◆ Problem
Down to the last line, reproduce the data that follows, but skip the pictures.

◆ Record excerpts
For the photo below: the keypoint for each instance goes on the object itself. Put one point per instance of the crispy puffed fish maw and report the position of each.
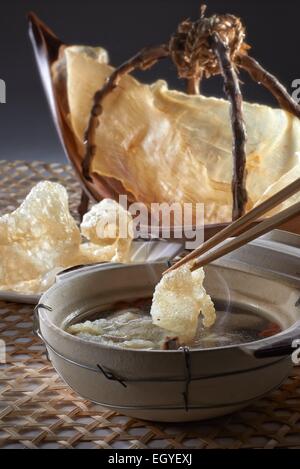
(108, 228)
(36, 239)
(167, 146)
(179, 299)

◆ Answer below
For the photo below: the keypoint for each instance goes on the object itself. Put one point per instance of the crispy puffed fish maw and report the position of each.
(108, 228)
(36, 239)
(167, 146)
(179, 299)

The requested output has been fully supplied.